Exercise aim = Print each line below verbatim, skipping every picture.

Source data =
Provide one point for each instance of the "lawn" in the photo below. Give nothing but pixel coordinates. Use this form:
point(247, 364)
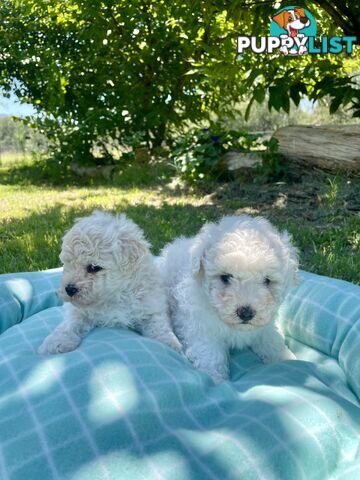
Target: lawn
point(38, 204)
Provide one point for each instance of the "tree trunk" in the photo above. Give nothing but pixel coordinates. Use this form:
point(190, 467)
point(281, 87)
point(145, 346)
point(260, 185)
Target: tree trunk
point(329, 147)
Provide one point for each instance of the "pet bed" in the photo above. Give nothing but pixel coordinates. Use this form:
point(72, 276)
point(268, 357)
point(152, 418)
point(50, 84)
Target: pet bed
point(123, 406)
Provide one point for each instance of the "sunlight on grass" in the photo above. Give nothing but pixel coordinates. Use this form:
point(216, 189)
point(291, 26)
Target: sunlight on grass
point(34, 217)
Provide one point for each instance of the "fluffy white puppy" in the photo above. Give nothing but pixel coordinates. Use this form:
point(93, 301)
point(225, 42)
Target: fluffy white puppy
point(225, 286)
point(109, 279)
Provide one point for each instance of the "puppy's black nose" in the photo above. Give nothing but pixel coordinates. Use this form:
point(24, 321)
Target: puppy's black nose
point(71, 290)
point(245, 313)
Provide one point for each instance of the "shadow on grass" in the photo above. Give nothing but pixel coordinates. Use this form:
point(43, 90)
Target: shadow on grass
point(52, 173)
point(33, 242)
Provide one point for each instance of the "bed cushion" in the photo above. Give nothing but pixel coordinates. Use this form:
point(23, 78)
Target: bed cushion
point(123, 406)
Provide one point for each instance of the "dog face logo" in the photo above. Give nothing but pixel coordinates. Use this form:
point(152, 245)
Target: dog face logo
point(293, 25)
point(292, 20)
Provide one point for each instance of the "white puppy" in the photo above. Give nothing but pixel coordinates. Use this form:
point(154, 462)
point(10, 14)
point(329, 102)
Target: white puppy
point(109, 279)
point(225, 286)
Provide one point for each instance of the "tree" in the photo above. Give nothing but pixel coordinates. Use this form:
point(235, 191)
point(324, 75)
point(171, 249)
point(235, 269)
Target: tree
point(136, 71)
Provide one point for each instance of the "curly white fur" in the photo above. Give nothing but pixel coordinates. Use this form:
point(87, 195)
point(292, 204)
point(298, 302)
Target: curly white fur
point(240, 267)
point(126, 291)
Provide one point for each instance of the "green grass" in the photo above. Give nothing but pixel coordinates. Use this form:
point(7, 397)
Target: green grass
point(38, 204)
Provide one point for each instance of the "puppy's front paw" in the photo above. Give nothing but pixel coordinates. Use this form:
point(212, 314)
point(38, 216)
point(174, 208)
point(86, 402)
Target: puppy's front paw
point(59, 344)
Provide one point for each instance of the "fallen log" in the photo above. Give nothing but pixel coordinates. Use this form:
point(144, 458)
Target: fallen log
point(328, 147)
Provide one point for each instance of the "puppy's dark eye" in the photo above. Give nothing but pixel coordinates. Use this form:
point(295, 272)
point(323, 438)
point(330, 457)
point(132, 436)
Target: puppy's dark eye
point(93, 268)
point(225, 278)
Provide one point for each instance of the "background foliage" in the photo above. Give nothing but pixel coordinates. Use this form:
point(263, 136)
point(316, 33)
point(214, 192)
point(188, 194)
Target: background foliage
point(139, 71)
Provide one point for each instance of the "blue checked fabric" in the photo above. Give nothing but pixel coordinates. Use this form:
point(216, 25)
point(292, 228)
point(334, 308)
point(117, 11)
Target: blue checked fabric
point(126, 407)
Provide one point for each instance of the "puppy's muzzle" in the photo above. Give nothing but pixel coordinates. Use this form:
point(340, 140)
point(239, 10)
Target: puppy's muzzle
point(71, 290)
point(245, 313)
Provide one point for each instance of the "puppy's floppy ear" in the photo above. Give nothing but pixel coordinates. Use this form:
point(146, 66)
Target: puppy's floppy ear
point(130, 244)
point(292, 261)
point(281, 18)
point(198, 248)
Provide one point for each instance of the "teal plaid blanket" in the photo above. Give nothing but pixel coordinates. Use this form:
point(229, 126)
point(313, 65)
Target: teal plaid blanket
point(127, 407)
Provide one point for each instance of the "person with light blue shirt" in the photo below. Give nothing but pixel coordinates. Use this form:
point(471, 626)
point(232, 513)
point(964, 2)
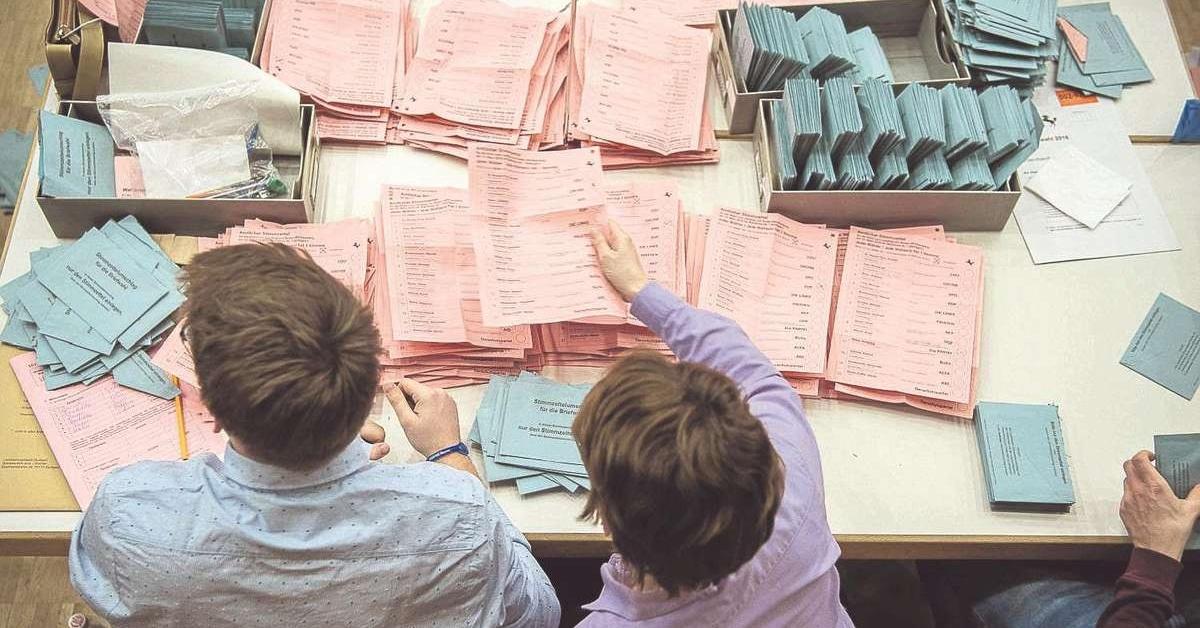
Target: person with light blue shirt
point(295, 525)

Answer space =
Provide one point for each instance of the "lawn" in the photo below. Give nothing but pixel coordinates. Use this form:
point(247, 364)
Target: lawn
point(38, 204)
Provide one point for each instance of the "tree trunk" in the photo above. Give nothing but pixel coordinates. Use this form:
point(190, 467)
point(281, 87)
point(145, 346)
point(260, 185)
Target: tree trunk
point(329, 147)
Provide one point for each instance of the "pet bed" in the photo above. Give nothing but pixel coordinates. Use this form:
point(72, 276)
point(268, 357)
point(152, 418)
point(50, 84)
Target: pet bed
point(123, 406)
Provide one point for each instance of the "sunlight on grass" in the photo above. Give nothing but pixel coordinates. Use this form:
point(216, 189)
point(291, 26)
Target: sunlight on grass
point(34, 217)
Provide one point for each instance of the "fluffy white puppy" in the photo above. Give nothing but pixel coordinates. Use this form:
point(93, 301)
point(225, 42)
Target: fluffy white puppy
point(225, 286)
point(109, 279)
Provide one point for each instance of the "puppy's black nose" in the photo above. Give nothing but pixel coordinates. Use this form:
point(24, 321)
Target: puppy's black nose
point(71, 290)
point(245, 313)
Provide one point for each instance of the "shadow on grass" in the photo above. Give nothing but pixel coordinates. Use this form:
point(43, 90)
Target: shadow on grass
point(52, 173)
point(33, 242)
Provide one point for each instance of the "bed cushion" in the photo above. Give nothing but pixel coordinates. Use this form:
point(23, 78)
Target: bed cushion
point(123, 406)
Provide one point for each instance of the "dog face logo" in the photo above. Give nothing but pixel coordinates. Use this form:
point(152, 245)
Target: dog face logo
point(293, 25)
point(292, 20)
Provide one point for each instance of the "white puppy" in the photo above. Give nothing but pixel coordinates. Use this form:
point(154, 462)
point(10, 14)
point(329, 102)
Target: white puppy
point(109, 279)
point(225, 286)
Provide one point for each instance of the "tree" in the photo above. Give nothing but pixel coordinates. Use this form:
point(235, 191)
point(324, 75)
point(171, 249)
point(235, 269)
Target: tree
point(136, 71)
Provide one point for each instance of the "curly white fur" in the photo above. Give nothing but pixel coordinates. Use this form:
point(87, 195)
point(292, 204)
point(298, 302)
Target: curly white fur
point(240, 267)
point(126, 291)
Provide one point for each instance of the "green grass" in the photo above. Give nothing but pixel coordinates. Use this form:
point(7, 397)
Target: green grass
point(38, 204)
Provide one point for each instance of the "puppy's front paw" in the photo above. Give nothing but pixel coordinates. Use this form:
point(212, 314)
point(38, 216)
point(174, 208)
point(86, 402)
Target: puppy's front paw
point(59, 344)
Provide one point for each instance of the "fallen log" in the photo above. Give nothing but pixel coordinates. Use this form:
point(144, 458)
Target: fallen log
point(328, 147)
Provide one point for each instance of the "puppy's dark eye" in the photo above. Give nothing but pixel coordinates. Use this form:
point(295, 272)
point(323, 438)
point(330, 457)
point(132, 436)
Target: puppy's dark eye
point(93, 268)
point(225, 278)
Provide one point for each instance of the "background foliage" in the photo above. Give nothing but pixel coordinates. Use this form:
point(263, 136)
point(316, 33)
point(214, 192)
point(188, 194)
Target: background foliage
point(139, 71)
Provide one point for each instance of the "blue checked fabric" in the photo above. Give nothing but pixel coordinates. Use this form:
point(216, 25)
point(292, 228)
point(334, 308)
point(117, 11)
Target: blue checked fabric
point(126, 407)
Provide one point for each instance of the "puppy's muzzle" in the photo above. Give nothing but pixel coordinates. Use this form:
point(340, 140)
point(239, 10)
Target: puppy's muzzle
point(71, 290)
point(245, 313)
Provide one point for each instance of the "puppy's floppy ear" in the photo above. Give nothing but pixel coordinates. Use this form:
point(146, 66)
Target: puppy's floppy ear
point(130, 244)
point(292, 261)
point(281, 18)
point(198, 248)
Provide one point for each instance of the "teal plaid blanket" in the photo above. Give nothing but pixel coordinates. Use this form:
point(229, 126)
point(313, 65)
Target: teal plaid blanket
point(127, 407)
Provide one point for each instance of the "person with light blue shirt" in the photo below. Give nothing but pixel coordinates. Use this form:
point(471, 626)
point(232, 513)
point(964, 2)
Target: person with light blue shirt
point(295, 525)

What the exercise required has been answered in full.